__Problem__
Reproduce the lines from the line with "nose visible in" up to and including the line with "[126, 125, 153, 157]", swapping "nose" for "chin" and leaving everything else unchanged.

__Given information__
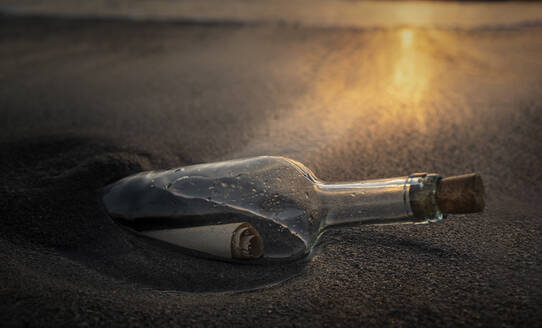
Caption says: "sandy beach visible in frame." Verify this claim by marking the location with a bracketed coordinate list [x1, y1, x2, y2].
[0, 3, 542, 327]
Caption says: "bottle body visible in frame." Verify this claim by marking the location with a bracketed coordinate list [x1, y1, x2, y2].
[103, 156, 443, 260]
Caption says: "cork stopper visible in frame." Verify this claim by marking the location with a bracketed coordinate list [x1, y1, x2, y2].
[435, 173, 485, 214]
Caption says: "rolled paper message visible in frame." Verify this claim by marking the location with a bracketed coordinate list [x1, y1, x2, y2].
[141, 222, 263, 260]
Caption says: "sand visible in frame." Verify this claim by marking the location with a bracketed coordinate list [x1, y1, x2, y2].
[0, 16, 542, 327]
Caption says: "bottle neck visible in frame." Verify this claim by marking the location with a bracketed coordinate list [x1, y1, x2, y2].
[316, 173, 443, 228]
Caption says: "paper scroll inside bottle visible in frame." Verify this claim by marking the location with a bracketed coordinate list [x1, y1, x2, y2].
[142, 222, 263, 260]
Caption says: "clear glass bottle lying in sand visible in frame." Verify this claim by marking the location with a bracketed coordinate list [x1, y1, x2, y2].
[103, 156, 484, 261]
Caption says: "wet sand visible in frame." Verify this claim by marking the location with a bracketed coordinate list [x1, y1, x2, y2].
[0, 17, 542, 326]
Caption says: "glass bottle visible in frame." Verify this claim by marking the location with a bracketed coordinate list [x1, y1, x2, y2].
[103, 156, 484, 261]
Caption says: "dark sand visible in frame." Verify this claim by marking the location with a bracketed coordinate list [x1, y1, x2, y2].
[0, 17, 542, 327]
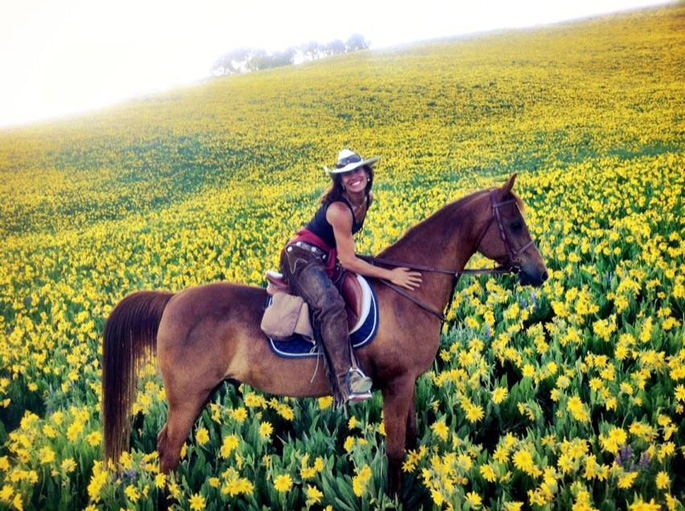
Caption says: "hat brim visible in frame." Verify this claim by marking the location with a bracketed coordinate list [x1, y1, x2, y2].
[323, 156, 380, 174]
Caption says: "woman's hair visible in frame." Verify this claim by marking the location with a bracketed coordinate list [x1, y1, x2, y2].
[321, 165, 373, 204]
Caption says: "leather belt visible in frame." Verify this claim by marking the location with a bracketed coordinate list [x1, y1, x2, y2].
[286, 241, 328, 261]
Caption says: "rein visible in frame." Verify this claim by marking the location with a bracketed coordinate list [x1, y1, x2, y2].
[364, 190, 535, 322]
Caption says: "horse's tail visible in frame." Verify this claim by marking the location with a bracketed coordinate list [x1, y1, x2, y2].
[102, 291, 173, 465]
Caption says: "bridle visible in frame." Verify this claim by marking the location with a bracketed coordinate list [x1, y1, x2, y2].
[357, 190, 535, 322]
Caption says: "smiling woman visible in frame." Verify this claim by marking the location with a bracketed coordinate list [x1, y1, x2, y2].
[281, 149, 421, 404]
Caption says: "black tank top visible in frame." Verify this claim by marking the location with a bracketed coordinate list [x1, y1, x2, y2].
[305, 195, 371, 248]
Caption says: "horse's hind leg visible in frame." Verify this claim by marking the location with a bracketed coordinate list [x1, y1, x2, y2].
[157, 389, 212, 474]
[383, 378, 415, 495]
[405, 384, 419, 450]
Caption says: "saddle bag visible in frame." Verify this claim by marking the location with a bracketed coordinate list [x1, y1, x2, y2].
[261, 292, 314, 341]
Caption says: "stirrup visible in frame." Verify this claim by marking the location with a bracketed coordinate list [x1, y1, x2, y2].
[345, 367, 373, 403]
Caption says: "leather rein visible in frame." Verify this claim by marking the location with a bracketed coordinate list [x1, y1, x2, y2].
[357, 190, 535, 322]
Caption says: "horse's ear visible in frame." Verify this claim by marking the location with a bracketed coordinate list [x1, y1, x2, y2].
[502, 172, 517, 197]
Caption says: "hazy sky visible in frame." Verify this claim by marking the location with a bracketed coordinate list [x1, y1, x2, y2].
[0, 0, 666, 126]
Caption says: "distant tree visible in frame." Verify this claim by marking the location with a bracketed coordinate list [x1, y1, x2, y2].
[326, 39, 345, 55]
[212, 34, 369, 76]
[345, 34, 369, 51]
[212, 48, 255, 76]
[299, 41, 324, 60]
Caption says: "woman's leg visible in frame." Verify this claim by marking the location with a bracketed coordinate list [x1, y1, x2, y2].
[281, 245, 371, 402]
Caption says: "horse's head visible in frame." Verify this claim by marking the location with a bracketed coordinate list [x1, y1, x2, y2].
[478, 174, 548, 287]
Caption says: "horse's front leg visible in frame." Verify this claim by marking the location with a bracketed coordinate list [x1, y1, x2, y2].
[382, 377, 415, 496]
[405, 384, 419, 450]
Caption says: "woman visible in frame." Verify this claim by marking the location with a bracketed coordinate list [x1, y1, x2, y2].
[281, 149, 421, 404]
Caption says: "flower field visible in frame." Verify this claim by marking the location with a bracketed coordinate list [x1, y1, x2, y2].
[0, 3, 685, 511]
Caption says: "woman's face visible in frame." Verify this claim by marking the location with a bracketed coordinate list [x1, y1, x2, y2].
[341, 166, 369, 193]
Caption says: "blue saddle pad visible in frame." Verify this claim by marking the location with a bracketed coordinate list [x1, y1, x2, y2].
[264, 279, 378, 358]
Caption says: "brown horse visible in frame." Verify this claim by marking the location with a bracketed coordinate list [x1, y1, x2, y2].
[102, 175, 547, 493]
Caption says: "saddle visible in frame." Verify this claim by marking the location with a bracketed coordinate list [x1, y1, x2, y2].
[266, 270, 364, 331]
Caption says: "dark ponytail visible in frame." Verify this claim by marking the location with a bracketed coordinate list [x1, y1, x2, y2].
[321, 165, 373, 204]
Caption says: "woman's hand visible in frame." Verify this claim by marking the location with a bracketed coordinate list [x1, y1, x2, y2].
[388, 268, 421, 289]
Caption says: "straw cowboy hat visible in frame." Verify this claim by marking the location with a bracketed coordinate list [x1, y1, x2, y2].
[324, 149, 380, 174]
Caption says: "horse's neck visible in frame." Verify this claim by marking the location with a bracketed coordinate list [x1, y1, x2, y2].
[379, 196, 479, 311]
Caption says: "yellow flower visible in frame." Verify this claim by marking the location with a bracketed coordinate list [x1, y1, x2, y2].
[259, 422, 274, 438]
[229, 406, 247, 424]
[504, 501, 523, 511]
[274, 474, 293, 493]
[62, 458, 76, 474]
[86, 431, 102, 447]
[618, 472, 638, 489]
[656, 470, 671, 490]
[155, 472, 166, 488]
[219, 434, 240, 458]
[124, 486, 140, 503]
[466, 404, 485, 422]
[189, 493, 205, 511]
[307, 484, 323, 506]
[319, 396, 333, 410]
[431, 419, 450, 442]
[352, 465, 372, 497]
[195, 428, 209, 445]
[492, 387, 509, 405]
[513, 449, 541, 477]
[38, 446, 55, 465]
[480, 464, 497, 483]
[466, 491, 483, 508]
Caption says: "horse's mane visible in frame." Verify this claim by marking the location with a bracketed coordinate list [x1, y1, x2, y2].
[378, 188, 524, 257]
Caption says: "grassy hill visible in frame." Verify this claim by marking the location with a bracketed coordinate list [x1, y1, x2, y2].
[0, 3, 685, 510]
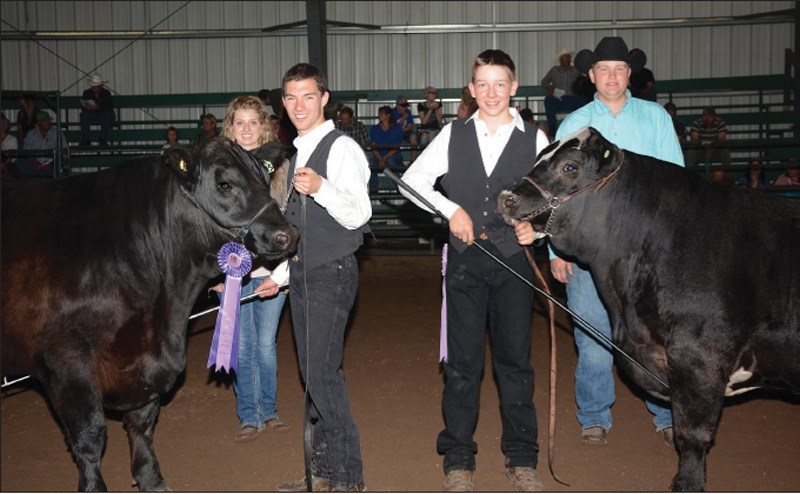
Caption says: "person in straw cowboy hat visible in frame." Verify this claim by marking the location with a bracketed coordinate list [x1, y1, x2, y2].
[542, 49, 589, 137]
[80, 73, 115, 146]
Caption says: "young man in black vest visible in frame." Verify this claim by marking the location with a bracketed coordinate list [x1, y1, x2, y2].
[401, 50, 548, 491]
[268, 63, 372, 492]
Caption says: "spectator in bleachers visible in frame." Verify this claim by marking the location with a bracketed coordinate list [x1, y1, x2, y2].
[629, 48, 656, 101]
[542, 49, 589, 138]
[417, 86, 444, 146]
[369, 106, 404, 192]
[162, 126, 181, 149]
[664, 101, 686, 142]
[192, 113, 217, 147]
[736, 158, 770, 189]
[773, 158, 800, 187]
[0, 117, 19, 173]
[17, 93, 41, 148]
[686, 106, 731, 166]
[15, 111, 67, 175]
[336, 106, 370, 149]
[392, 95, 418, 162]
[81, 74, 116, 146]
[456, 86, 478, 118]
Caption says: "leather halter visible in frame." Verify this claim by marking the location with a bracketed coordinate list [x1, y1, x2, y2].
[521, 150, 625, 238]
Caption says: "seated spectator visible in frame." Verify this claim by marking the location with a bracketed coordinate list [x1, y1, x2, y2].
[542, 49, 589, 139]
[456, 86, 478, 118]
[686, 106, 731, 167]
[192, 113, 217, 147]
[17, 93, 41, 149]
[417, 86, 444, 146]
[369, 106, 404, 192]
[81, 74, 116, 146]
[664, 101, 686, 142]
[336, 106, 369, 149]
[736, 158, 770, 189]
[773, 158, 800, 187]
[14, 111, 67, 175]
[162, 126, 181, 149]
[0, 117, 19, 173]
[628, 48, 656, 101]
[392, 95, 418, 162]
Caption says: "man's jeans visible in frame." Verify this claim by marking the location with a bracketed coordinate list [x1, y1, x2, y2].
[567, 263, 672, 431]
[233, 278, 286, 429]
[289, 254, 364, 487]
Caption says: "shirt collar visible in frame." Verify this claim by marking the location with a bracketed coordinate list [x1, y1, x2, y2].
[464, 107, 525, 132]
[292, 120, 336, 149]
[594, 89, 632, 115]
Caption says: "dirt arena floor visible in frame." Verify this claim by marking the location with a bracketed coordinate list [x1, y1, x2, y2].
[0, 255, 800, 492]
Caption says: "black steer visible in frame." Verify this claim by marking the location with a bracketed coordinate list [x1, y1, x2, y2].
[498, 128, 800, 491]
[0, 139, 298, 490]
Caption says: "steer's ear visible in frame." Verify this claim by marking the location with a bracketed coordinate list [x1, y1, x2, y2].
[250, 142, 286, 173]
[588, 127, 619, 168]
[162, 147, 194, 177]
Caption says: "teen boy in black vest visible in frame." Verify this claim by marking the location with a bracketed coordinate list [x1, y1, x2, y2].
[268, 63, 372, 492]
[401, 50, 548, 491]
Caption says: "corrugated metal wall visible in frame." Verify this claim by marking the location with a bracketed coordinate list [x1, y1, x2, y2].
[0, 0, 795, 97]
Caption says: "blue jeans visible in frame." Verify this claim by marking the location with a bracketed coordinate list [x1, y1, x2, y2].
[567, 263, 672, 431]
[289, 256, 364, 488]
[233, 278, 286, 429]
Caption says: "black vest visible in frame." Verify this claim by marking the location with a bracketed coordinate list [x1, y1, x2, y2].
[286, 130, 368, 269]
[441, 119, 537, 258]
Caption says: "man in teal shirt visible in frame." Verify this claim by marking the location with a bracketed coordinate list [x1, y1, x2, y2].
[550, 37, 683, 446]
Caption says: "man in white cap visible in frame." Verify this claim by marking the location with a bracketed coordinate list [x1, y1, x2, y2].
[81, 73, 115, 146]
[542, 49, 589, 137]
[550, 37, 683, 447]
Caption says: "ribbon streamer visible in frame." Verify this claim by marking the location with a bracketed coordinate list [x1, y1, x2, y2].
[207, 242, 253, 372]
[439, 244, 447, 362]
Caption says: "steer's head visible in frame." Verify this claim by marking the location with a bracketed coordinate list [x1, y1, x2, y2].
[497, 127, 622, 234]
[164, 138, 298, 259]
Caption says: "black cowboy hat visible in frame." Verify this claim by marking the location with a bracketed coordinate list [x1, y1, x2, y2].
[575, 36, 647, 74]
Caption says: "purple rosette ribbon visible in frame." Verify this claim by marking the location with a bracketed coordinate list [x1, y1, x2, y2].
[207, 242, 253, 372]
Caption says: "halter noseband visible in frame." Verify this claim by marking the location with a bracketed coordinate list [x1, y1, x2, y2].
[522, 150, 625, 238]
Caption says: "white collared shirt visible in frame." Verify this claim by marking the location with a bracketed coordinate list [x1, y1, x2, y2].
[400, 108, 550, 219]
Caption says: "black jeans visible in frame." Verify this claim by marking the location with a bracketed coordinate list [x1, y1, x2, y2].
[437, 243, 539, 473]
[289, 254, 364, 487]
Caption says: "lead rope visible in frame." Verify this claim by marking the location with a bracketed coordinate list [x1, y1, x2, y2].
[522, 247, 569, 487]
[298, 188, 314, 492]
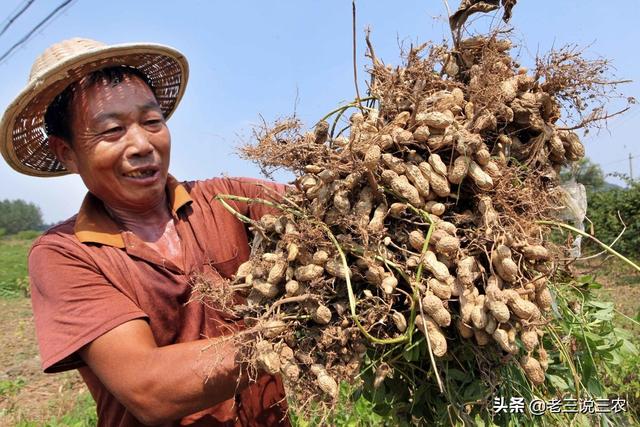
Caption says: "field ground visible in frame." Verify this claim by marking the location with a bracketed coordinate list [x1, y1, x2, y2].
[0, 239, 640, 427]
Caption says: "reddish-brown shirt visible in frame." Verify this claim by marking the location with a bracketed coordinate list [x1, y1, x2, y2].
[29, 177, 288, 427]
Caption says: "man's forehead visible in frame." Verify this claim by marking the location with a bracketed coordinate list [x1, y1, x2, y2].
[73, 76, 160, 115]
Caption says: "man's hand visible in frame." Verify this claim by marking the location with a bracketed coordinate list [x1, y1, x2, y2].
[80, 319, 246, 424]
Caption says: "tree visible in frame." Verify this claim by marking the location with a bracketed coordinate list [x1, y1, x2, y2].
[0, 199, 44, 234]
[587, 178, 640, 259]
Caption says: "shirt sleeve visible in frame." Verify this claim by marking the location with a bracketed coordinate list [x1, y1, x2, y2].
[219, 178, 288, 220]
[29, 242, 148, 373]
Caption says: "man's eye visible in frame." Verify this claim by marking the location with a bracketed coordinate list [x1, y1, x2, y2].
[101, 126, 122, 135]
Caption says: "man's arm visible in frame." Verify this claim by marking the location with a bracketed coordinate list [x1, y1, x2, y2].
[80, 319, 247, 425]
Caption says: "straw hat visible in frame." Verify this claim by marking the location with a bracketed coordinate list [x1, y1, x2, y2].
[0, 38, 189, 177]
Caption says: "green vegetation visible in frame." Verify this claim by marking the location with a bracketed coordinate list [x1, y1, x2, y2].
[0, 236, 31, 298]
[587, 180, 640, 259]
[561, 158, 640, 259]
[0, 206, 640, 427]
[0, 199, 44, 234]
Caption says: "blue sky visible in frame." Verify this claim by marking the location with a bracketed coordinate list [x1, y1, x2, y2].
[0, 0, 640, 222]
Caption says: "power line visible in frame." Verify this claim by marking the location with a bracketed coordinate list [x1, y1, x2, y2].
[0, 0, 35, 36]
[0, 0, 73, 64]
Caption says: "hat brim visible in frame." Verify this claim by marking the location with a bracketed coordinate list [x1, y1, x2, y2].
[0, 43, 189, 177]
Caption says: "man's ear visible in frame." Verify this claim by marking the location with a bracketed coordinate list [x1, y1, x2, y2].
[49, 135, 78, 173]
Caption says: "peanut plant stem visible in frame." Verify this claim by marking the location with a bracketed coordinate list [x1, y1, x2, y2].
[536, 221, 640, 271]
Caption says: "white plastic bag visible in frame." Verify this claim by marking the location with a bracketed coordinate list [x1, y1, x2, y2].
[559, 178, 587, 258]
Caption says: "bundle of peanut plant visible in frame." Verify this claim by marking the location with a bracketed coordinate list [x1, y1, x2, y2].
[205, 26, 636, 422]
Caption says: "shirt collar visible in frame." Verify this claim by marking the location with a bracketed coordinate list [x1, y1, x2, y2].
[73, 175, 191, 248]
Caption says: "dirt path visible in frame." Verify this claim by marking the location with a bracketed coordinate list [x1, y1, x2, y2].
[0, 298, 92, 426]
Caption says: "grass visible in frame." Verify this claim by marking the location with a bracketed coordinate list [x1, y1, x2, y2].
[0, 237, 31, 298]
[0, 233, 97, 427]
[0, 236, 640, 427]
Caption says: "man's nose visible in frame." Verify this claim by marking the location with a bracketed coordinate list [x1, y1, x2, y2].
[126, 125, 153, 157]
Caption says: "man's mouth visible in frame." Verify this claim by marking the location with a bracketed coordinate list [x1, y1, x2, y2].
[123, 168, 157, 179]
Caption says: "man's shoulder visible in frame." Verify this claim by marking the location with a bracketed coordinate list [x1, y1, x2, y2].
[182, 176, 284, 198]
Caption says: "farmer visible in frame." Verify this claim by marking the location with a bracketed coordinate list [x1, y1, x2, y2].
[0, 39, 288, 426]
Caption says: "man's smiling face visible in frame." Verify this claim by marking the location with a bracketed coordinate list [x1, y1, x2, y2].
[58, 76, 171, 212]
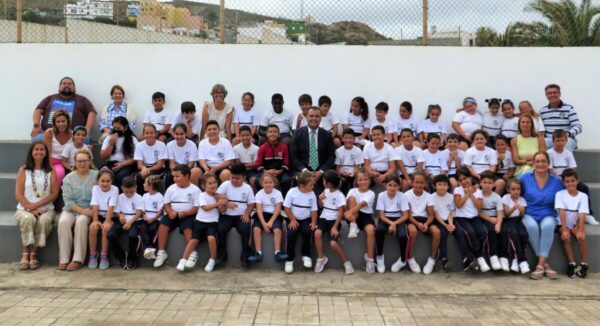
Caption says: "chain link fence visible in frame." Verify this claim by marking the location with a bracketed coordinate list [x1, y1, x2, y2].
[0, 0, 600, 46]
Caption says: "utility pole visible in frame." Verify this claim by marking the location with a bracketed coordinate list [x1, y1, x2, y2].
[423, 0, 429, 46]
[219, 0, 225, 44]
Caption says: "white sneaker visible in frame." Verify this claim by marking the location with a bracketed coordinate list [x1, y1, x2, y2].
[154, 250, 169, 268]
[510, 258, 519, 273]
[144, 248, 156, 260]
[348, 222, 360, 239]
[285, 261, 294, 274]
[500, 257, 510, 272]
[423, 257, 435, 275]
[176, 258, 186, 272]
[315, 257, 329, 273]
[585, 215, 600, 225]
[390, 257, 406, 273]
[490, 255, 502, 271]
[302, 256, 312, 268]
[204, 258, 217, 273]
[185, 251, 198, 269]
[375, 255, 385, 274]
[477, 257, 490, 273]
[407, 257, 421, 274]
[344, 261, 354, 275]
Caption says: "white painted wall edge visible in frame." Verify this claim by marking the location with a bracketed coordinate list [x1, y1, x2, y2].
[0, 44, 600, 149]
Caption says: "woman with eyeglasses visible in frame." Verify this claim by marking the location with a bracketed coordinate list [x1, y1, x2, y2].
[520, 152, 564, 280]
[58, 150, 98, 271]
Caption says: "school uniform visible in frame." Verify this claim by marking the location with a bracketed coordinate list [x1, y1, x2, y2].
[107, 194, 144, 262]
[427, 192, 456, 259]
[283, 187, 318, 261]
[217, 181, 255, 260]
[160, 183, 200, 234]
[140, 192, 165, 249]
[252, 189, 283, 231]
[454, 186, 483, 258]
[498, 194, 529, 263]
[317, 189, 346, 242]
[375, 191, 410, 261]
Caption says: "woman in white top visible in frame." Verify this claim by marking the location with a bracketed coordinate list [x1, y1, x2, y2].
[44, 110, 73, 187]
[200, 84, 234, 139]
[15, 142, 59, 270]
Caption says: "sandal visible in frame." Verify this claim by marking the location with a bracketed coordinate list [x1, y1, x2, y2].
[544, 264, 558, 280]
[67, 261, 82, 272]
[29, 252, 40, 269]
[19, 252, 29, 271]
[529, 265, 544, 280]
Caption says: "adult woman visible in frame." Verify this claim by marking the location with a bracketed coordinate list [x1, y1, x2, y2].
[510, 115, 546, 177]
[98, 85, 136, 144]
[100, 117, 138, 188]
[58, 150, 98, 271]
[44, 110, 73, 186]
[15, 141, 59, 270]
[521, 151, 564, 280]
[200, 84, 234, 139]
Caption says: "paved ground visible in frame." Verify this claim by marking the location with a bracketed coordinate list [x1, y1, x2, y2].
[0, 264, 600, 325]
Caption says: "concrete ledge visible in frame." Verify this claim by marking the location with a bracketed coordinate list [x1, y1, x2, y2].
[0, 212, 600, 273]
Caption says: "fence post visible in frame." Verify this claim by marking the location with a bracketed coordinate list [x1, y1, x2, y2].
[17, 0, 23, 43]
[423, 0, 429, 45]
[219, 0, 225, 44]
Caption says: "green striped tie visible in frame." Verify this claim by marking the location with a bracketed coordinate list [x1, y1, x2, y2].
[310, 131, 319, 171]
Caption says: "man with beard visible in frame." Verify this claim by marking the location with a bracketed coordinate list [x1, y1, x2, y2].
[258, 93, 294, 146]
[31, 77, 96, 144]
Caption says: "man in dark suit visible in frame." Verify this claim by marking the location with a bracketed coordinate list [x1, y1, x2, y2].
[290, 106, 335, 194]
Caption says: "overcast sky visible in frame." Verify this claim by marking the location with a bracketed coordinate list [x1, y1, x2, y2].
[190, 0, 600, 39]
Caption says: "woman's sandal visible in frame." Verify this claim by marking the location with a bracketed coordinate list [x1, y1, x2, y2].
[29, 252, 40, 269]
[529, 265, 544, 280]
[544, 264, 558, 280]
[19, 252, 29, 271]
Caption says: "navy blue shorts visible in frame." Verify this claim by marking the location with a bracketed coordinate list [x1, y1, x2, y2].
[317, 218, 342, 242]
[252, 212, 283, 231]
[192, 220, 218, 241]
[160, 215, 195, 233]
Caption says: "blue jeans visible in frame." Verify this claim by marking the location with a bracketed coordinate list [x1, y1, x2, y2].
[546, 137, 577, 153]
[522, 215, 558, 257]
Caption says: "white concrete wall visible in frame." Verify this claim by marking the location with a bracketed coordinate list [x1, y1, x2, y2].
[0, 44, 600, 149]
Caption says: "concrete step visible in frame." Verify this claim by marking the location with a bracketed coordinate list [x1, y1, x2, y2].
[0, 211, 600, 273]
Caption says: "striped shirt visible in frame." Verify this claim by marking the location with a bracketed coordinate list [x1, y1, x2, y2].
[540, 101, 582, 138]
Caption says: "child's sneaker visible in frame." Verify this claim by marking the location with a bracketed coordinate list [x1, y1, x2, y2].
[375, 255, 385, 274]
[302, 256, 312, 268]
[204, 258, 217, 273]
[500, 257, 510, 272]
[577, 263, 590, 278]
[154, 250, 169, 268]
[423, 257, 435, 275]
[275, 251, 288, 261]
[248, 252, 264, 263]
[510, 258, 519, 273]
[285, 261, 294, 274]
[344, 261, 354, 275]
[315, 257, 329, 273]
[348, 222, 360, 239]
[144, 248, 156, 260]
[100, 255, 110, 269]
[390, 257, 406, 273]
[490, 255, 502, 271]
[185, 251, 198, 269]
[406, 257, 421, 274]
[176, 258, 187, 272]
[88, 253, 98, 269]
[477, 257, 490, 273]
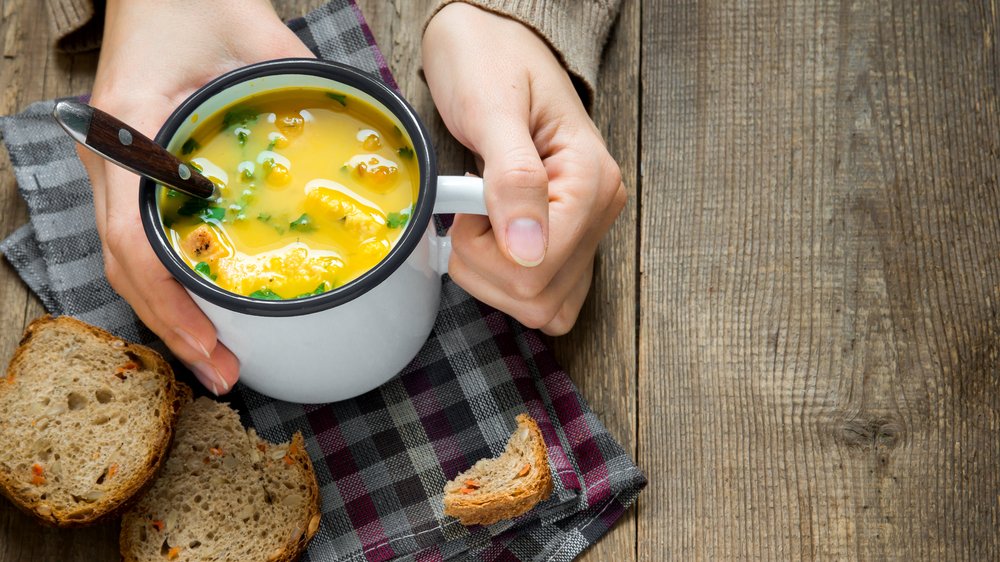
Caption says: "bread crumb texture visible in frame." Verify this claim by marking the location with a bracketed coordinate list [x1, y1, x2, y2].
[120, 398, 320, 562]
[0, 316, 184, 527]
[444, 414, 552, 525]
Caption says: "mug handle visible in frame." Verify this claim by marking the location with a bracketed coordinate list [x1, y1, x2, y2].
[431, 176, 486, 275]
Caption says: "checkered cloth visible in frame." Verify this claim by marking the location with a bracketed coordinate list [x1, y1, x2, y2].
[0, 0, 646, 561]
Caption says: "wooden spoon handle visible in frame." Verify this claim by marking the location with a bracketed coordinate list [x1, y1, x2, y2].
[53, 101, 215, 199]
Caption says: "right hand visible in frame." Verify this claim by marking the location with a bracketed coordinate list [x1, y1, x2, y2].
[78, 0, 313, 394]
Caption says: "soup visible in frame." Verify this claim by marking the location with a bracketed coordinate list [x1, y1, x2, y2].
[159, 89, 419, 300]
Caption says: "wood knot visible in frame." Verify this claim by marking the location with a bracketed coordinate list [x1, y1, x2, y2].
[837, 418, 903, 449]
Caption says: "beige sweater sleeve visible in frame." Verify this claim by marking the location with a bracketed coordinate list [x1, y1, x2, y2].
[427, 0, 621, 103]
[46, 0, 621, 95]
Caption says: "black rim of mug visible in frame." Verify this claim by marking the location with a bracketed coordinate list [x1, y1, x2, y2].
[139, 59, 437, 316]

__Reply__
Caption says: "man's chin visible in frame." Verify this claim by marking the location with a bracketed coordinate list [x1, y1, x2, y2].
[126, 125, 153, 157]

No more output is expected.